**WORK TO COMPLETE**. Rewrite the stretch of rows below from the line containing "purple flower? Mark that spot." through the end of the rows, changing "deepest" to "farthest" and keeping everything else the same. Leave the pictures out of your answer.

**RECORD EXTRACTS**.
◆ ◆ ◆ ◆ ◆ ◆ ◆

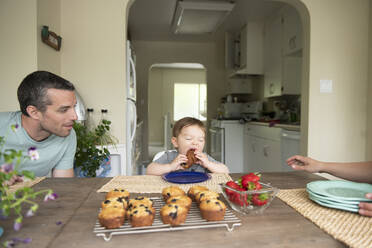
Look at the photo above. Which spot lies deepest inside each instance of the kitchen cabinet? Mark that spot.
(244, 51)
(262, 148)
(240, 86)
(282, 69)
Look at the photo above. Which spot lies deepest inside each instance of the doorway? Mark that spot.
(175, 91)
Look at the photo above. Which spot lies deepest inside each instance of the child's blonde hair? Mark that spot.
(185, 122)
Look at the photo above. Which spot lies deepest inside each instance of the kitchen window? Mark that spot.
(190, 99)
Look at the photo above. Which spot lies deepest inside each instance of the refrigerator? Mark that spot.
(131, 115)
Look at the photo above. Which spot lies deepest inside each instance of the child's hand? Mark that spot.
(202, 158)
(176, 164)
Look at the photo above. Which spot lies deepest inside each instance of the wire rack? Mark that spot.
(193, 221)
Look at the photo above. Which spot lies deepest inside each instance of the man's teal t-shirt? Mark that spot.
(54, 152)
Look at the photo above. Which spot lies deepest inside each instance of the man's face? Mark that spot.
(59, 117)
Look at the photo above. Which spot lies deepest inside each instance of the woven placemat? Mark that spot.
(26, 183)
(155, 184)
(351, 228)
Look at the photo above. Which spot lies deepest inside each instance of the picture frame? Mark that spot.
(50, 38)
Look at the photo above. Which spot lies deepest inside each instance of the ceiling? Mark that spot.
(151, 20)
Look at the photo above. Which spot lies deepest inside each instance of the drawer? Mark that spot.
(271, 133)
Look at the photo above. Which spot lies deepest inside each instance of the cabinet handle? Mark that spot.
(265, 150)
(271, 88)
(292, 42)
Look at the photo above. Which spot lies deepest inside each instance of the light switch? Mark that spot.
(325, 86)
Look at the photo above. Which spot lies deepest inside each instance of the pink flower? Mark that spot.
(7, 168)
(50, 196)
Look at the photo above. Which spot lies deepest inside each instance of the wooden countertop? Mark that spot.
(78, 204)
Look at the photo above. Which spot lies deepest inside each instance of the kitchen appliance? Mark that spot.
(251, 110)
(132, 154)
(232, 110)
(226, 137)
(290, 145)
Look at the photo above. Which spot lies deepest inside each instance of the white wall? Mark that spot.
(338, 51)
(369, 92)
(93, 56)
(18, 54)
(49, 14)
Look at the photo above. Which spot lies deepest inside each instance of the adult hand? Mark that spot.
(15, 179)
(298, 162)
(366, 208)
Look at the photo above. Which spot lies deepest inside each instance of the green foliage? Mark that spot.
(12, 201)
(90, 150)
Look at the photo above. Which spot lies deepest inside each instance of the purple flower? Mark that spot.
(30, 213)
(17, 225)
(7, 168)
(14, 127)
(50, 196)
(33, 153)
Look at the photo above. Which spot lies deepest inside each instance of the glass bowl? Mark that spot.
(249, 201)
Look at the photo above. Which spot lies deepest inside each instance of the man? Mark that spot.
(43, 128)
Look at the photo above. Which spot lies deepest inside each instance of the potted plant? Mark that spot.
(91, 150)
(12, 201)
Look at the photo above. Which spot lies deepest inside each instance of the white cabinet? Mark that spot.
(262, 148)
(244, 51)
(283, 61)
(240, 86)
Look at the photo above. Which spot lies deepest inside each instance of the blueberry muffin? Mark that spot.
(140, 201)
(141, 215)
(173, 214)
(172, 191)
(112, 217)
(118, 193)
(116, 202)
(212, 209)
(194, 190)
(181, 200)
(206, 195)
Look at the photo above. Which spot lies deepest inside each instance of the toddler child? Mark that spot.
(188, 133)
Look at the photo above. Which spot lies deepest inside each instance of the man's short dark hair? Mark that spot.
(185, 122)
(33, 89)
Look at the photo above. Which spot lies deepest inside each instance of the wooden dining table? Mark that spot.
(69, 221)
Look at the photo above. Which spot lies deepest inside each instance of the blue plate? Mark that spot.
(186, 177)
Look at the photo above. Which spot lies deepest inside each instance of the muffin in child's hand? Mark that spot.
(112, 217)
(172, 191)
(212, 210)
(118, 193)
(194, 190)
(141, 215)
(191, 159)
(173, 214)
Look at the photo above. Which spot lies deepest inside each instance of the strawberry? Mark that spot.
(251, 177)
(260, 199)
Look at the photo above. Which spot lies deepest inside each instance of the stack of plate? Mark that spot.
(343, 195)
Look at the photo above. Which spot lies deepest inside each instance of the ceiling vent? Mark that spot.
(200, 17)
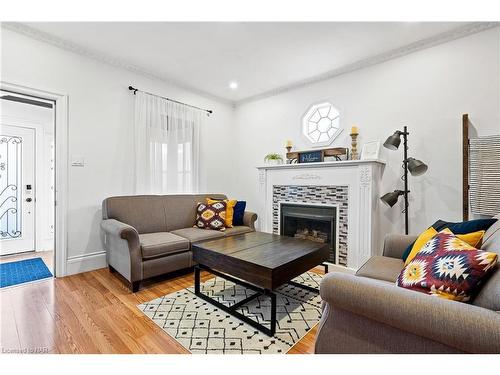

◆ ◆ ◆ ◆ ◆ ◆ ◆

**ANSWER TO THE PROBLEM**.
Look at the photo above. Which spot lies farthest inside each instance of the purple flower? Mark that spot.
(30, 213)
(17, 225)
(7, 168)
(14, 127)
(50, 196)
(33, 153)
Look at the photo above. Which spot lies farthest inside each instance of the glass bowl? Mark that spot.
(249, 201)
Look at the photo above. Which spot lies farthest inside each instance of the man? Mark that spot.
(43, 128)
Look at the photo above. Which spot lies farthest inside each instance of the potted plant? Mark that spot.
(91, 150)
(12, 201)
Look at the photo above. Which spot lies farthest inside each instance of the white cabinet? Mark that spot.
(262, 148)
(244, 51)
(283, 61)
(240, 86)
Look at the photo above. Which spot lies farthest inside each instance of the blueberry muffin? Mark that spot.
(140, 201)
(141, 215)
(173, 214)
(172, 191)
(112, 217)
(118, 193)
(116, 202)
(212, 209)
(194, 190)
(181, 200)
(206, 195)
Look at the photo above. Which spot lies farthest inside each instance of the toddler child? Mark that spot.
(188, 133)
Look at the photo above. Which spot lies farthest inside each instance of the man's short dark hair? Mark that spot.
(185, 122)
(33, 89)
Look at the photo above. Which spot lies farthest inside each instance of the wooden dining table? Mark that spot.
(69, 221)
Look at the photo above. Which spot lies farthest inside each instance of the blue plate? Mark that spot.
(186, 177)
Look at the photo above. Which spot lies farthest inside each instance of the muffin in child's hand? Mark that spot.
(112, 217)
(172, 191)
(212, 210)
(118, 193)
(194, 190)
(141, 215)
(191, 159)
(173, 214)
Look at the photo above. Which spot lies farthest inside each instance of the strawberry? Mark that spot.
(251, 177)
(260, 199)
Look at the photo above. Which spot lies farthest inside each instance of the stack of plate? Mark that spot.
(343, 195)
Look at the photo above. Which spot lies farthest inside each instance of the ceiling vent? Mark that spot.
(200, 17)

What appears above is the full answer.